Excerpts from a location annotation dataset:
* * * * * * * * *
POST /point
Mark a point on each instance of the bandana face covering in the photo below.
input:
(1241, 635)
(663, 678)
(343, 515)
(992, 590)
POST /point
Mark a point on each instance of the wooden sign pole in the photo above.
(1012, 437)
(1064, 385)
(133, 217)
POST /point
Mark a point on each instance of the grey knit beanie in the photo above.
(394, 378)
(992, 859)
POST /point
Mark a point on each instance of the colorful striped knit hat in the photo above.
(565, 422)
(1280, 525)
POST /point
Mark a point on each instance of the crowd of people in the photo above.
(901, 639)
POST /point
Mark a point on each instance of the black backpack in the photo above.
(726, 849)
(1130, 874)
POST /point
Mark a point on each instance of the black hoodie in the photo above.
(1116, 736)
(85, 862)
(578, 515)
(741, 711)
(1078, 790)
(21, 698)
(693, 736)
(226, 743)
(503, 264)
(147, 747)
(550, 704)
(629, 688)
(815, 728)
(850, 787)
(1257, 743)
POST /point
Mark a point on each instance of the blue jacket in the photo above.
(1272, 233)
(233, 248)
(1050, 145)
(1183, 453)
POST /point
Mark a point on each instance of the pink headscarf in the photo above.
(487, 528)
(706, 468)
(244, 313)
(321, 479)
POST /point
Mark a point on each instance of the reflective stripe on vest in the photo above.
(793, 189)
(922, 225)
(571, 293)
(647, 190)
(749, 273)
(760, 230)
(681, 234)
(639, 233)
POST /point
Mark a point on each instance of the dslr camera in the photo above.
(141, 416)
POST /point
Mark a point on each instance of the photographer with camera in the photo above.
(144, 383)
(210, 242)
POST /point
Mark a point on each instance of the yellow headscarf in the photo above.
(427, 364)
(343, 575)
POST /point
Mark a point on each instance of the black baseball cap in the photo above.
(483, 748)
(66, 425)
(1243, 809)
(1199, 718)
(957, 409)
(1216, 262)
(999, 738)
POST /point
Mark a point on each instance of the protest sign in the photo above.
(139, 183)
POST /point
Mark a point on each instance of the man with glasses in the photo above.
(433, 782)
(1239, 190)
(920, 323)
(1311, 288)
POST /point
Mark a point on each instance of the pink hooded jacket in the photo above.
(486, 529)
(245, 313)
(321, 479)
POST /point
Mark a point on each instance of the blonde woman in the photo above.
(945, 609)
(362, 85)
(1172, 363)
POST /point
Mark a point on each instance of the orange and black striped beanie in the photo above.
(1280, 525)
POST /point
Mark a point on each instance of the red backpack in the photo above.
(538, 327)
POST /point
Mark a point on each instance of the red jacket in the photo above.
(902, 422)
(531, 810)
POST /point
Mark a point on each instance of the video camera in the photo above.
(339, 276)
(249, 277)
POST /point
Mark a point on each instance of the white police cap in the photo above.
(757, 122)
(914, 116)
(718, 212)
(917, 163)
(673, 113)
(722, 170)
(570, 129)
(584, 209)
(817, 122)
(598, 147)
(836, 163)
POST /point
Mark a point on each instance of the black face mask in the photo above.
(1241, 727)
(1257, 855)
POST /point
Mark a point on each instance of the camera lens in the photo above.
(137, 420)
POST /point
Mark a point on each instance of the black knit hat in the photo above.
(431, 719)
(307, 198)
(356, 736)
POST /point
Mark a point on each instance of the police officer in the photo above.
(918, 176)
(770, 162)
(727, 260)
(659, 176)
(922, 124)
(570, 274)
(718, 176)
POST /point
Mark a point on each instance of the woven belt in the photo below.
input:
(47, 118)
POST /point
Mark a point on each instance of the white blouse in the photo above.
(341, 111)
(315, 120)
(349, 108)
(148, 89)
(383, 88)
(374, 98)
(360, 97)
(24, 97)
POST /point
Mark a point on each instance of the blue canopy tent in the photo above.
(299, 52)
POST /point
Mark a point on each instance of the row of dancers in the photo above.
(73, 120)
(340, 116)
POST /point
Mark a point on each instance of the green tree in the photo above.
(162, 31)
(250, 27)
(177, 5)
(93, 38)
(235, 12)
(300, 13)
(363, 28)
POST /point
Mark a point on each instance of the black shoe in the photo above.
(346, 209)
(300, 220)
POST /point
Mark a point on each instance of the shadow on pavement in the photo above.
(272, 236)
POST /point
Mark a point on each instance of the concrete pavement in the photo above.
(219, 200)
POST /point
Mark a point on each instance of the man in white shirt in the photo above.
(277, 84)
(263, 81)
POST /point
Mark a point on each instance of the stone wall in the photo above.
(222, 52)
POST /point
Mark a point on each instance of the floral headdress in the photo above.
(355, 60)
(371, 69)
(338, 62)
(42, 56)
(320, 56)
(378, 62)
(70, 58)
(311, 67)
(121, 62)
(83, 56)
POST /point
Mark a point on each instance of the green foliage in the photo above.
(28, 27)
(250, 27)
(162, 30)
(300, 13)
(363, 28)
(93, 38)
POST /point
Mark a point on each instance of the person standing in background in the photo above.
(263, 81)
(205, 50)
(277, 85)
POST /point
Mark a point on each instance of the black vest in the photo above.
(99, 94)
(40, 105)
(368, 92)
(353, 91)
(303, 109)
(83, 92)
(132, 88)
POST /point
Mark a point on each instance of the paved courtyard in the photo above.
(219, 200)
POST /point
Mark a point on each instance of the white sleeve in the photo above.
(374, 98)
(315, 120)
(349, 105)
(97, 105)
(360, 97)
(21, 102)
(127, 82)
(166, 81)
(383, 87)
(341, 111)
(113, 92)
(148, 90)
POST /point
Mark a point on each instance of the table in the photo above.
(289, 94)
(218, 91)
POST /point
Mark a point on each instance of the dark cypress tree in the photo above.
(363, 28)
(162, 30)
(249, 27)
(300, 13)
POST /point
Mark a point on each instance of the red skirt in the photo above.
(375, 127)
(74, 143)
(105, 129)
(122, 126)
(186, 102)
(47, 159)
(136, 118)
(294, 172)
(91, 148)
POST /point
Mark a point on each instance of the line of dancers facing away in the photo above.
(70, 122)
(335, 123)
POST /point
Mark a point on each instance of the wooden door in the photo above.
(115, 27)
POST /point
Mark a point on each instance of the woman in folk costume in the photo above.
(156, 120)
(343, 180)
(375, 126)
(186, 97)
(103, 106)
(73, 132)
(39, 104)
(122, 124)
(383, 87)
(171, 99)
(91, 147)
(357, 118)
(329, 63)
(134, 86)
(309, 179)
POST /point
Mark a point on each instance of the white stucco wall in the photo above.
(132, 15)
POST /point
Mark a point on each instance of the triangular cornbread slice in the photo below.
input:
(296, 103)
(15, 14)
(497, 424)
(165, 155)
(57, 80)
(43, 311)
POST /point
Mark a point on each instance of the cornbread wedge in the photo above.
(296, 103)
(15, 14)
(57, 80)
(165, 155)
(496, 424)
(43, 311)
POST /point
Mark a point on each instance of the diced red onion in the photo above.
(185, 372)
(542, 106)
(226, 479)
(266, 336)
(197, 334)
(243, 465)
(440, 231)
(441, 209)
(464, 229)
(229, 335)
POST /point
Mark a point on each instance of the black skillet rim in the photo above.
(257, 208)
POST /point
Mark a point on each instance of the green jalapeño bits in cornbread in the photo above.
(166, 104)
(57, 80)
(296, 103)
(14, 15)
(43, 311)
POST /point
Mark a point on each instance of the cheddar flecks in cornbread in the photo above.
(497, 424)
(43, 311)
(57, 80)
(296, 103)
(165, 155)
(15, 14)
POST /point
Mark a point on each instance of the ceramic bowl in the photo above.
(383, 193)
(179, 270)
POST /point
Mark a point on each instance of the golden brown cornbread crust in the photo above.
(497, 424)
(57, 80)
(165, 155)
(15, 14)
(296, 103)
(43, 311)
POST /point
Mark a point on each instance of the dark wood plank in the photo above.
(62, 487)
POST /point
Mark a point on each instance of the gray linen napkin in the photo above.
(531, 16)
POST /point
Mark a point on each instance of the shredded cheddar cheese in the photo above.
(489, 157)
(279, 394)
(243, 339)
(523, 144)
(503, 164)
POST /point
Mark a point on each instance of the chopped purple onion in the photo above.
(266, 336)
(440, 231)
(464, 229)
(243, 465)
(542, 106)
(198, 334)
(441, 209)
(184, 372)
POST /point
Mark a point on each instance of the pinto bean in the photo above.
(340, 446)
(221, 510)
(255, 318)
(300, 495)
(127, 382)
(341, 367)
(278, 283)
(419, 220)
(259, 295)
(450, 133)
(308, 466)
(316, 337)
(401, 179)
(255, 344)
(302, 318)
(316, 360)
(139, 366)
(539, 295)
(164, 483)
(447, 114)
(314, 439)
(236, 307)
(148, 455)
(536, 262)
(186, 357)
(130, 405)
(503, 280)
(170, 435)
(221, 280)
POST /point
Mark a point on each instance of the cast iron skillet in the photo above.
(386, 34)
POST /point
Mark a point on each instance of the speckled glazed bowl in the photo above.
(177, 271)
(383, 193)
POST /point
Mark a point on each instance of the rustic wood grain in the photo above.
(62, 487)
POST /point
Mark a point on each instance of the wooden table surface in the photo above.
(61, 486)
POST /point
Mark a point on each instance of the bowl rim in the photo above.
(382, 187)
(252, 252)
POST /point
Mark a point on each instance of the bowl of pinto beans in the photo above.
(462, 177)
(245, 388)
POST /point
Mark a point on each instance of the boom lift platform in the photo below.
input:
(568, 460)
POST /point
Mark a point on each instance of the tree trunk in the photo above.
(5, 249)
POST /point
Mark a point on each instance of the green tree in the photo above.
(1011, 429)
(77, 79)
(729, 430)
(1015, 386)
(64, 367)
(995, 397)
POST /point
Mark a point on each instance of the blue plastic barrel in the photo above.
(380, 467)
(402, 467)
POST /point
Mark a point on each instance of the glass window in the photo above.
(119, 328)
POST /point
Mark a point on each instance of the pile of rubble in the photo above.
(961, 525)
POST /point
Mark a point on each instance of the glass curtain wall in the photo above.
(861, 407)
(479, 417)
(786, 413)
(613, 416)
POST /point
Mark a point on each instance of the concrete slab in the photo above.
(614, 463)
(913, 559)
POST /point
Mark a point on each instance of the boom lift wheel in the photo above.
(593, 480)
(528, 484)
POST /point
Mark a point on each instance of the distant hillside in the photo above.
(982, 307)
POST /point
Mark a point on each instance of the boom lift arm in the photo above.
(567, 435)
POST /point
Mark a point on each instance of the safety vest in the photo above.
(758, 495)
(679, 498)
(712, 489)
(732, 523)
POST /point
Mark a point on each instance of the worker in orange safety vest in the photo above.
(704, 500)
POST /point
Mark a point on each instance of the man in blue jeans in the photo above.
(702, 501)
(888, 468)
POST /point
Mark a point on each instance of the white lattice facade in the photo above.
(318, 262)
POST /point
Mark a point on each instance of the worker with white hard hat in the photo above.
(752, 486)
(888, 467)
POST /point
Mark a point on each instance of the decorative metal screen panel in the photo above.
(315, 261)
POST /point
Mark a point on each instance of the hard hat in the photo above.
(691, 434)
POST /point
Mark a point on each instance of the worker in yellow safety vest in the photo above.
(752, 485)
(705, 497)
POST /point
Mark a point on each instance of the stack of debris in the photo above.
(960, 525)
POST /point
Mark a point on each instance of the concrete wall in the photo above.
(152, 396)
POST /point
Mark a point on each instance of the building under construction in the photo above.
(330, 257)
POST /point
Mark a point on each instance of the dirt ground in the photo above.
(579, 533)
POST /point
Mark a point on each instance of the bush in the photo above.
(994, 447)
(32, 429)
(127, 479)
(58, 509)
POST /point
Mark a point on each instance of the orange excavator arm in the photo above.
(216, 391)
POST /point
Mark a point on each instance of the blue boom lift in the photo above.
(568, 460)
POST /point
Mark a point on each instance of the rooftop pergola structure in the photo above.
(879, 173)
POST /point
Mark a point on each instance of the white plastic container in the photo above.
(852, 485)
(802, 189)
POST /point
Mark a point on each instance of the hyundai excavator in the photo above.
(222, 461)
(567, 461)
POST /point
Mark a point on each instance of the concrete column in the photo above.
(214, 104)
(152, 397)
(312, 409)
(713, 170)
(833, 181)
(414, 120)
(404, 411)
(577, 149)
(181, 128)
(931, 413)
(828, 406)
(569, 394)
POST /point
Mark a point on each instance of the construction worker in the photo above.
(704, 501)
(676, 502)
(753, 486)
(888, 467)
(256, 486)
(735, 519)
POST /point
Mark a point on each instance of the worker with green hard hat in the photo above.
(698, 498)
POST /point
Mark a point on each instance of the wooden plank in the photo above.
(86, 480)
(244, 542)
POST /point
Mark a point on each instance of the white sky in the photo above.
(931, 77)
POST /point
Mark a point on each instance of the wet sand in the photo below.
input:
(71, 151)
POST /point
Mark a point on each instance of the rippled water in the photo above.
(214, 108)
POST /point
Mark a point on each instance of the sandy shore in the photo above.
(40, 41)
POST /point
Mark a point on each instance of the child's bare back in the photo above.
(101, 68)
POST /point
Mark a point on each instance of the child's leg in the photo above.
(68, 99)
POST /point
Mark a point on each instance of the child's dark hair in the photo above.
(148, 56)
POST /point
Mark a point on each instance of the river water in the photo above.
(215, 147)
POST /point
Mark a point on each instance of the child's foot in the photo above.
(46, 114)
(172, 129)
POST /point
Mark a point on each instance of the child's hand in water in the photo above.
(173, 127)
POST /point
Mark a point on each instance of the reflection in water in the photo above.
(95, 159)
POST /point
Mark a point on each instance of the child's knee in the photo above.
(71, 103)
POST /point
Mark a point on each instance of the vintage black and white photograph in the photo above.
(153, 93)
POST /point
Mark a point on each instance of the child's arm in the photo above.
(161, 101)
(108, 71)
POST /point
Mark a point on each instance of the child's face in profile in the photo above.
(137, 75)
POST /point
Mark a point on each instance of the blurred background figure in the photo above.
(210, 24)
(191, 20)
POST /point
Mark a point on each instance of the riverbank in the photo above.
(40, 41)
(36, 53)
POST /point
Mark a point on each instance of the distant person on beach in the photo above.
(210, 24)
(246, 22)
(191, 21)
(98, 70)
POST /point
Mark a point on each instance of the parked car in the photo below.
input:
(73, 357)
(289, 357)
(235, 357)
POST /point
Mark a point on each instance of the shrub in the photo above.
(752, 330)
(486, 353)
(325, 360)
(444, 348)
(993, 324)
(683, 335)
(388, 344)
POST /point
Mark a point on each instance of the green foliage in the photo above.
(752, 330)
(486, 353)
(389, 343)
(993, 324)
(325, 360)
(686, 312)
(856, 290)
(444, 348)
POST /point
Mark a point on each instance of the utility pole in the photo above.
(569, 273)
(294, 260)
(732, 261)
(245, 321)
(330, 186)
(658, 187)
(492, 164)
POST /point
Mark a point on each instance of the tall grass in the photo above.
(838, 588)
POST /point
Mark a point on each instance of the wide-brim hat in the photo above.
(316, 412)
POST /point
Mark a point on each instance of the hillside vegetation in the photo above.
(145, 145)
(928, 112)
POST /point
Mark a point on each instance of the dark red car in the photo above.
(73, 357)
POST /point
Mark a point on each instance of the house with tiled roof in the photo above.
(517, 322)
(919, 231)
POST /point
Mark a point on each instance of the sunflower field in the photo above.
* * * * * * * * *
What you need to do: Please gather every line in the rows above that contains the word "backpack". Case counts, so include only lines where the letters match in case.

Output of the exercise:
Mark a point on each instance of the black backpack in the photo above.
Mark a point on each instance of the red backpack in the photo above.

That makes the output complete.